> [Exercise description]: Reproduce the records below exactly, leaving out any pictures.

> [Extracted data]:
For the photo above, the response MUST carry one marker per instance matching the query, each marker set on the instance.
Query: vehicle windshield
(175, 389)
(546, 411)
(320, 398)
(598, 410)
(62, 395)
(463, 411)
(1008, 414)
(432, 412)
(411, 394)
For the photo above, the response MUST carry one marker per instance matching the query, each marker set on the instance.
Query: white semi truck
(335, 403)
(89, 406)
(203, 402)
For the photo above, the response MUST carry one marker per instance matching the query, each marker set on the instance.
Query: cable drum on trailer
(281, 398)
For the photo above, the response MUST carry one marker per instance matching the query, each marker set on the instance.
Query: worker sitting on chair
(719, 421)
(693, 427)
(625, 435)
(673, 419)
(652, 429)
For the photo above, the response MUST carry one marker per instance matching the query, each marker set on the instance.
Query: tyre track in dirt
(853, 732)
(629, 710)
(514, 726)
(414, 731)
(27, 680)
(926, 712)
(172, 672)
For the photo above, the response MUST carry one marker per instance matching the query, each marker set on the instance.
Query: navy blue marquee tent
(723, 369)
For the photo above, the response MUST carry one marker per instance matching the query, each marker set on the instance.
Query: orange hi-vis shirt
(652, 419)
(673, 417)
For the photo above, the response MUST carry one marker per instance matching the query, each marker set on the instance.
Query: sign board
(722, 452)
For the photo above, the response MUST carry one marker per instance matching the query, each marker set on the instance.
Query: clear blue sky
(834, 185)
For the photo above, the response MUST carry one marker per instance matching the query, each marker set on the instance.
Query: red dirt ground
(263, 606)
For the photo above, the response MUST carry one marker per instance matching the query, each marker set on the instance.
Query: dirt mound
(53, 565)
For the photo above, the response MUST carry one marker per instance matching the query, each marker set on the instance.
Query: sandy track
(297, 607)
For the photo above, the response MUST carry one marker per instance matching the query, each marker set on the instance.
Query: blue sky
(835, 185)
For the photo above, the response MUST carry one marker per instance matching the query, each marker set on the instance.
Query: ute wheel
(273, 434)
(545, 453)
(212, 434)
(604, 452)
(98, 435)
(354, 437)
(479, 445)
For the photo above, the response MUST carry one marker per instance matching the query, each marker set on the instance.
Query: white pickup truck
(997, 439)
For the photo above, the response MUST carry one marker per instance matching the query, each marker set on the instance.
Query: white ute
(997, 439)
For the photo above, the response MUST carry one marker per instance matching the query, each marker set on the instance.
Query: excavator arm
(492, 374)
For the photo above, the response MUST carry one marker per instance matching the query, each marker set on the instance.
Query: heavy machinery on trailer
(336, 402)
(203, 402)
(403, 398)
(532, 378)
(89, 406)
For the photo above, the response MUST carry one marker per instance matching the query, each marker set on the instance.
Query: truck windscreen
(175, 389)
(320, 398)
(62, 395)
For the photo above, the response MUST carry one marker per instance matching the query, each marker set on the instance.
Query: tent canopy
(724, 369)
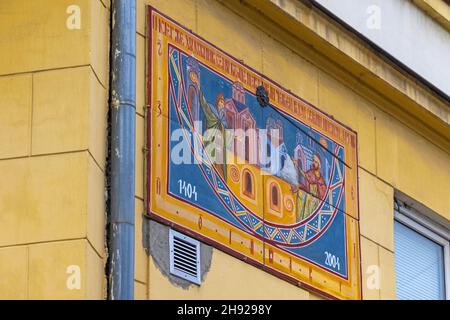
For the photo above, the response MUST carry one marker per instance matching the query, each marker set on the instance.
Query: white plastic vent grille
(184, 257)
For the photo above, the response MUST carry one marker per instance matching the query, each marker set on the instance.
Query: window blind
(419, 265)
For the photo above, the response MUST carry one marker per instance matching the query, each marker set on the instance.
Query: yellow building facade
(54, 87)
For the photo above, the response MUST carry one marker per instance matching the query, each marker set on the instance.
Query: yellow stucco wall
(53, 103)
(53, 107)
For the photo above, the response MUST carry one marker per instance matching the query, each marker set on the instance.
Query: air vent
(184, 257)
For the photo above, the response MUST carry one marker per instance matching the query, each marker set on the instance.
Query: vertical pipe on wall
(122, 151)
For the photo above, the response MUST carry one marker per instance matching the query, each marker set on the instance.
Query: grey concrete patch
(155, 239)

> [Response to the task]:
For the photo above, the response MUST carry one marker per instance matching the query, each marker set on the instance.
Query: vehicle windshield
(175, 389)
(546, 411)
(320, 398)
(598, 410)
(62, 395)
(463, 411)
(1008, 414)
(432, 412)
(411, 394)
For the photo above, the response MUST carry one marker per instance matching the query, each marker set on the instance.
Query: white semi truck
(335, 403)
(89, 406)
(203, 402)
For the photo above, the response MUST carry one marker per instance matching the query, each marker set on the instance.
Query: cable drum on trailer
(281, 398)
For the photo above, the response MUST carry one marker per instance matching the query, each marker set on the instance.
Query: worker sitting on chair
(719, 421)
(693, 427)
(625, 435)
(673, 419)
(652, 429)
For the photo above, the response MUST carry one marker per instance matching the query, each marker set on the instance.
Query: tyre track in dirt
(853, 732)
(629, 710)
(514, 726)
(414, 731)
(27, 680)
(926, 712)
(172, 672)
For the photo above, the response MUST carry one marker per instance matching the query, each marker set on the instance.
Query: navy blue marquee tent
(723, 369)
For the photo above, the response MUST carry one marker per instance matching the query, each marker set on the instance.
Query: orange hi-vis shirt
(652, 419)
(673, 417)
For the photo above, the response MUST carry one marker per instance matching the query, each marker set on the instance.
Query: sign board
(722, 452)
For the photo above, the response MUST carry one marker per instance matching the query, each marker set on the instance.
Query: clear blue sky
(834, 185)
For the photo above, the response MUST carry one marker per instance matching the query, each marker set on the instance.
Query: red dirt ground
(263, 606)
For the photo above, the response MUST carry one marker per instance matching the query, each marker set on the instance.
Query: dirt mound
(53, 565)
For the photo above, the response MUST carry one marker per instance matching the query, each marker set on the instance.
Query: sandy track
(297, 607)
For the photo above, the response MUST carry one marker per instance matching the query, each marker set on the instance.
Query: blue sky
(835, 185)
For the photo above, the response MUST carry one marker per instance matching the query, each marker set on the instance.
Query: ute wheel
(273, 434)
(545, 453)
(212, 434)
(604, 452)
(98, 435)
(354, 437)
(479, 445)
For the photo above, the response MUST carry one marker per instance matching the query, each marker set on the instance.
Query: white pickup truck
(997, 439)
For the photo above, the response MUST carry one marker per instance matching the query, each marker set on the instance.
Query: white ute
(997, 439)
For the photo above, the response MUST carry one marker per instance matching the query, each marker set on the instance.
Query: excavator arm
(492, 374)
For the photo above, the response MUST carry one marker per instance matching the query, each marker set on the instance.
Query: heavy machinery on trailer
(336, 402)
(203, 402)
(403, 398)
(532, 378)
(89, 406)
For the photo above, the response MUST carry one marker per instance matching the query, each marker set on the instance.
Query: truck windscreen
(175, 389)
(320, 398)
(62, 395)
For the photo above, the response MUST carry one marker per instance matching the query, each marker set on the instance.
Query: tent canopy
(724, 369)
For the photo above, the response MUST carry one marker per instance matching the query, each marker set on the instance.
Query: white plastic vent grille
(184, 257)
For the photo above, the response MUST carry one marker per instance matching the query, each marker set on the instance.
Query: window blind
(419, 265)
For the photo above, the response MUST carry one marker per instance matching the query, each marker set on the instance.
Query: yellow building facade
(54, 87)
For the photo above, the response MUST carry one marker per instance matching the query, each marker set on the instance.
Query: yellow stucco wall
(53, 103)
(53, 107)
For the photo above, the response MUST carry one marker per instance matching the query, each marker set on the instance.
Query: air vent
(184, 257)
For the photo above, the response MUST carry one marker per instance matching the query, each marker set on the instance.
Query: vertical pipe on wall
(122, 151)
For the photo above, the response MUST carry one marker per instance matching the query, each marker set on the instance.
Query: grey concrete patch
(155, 239)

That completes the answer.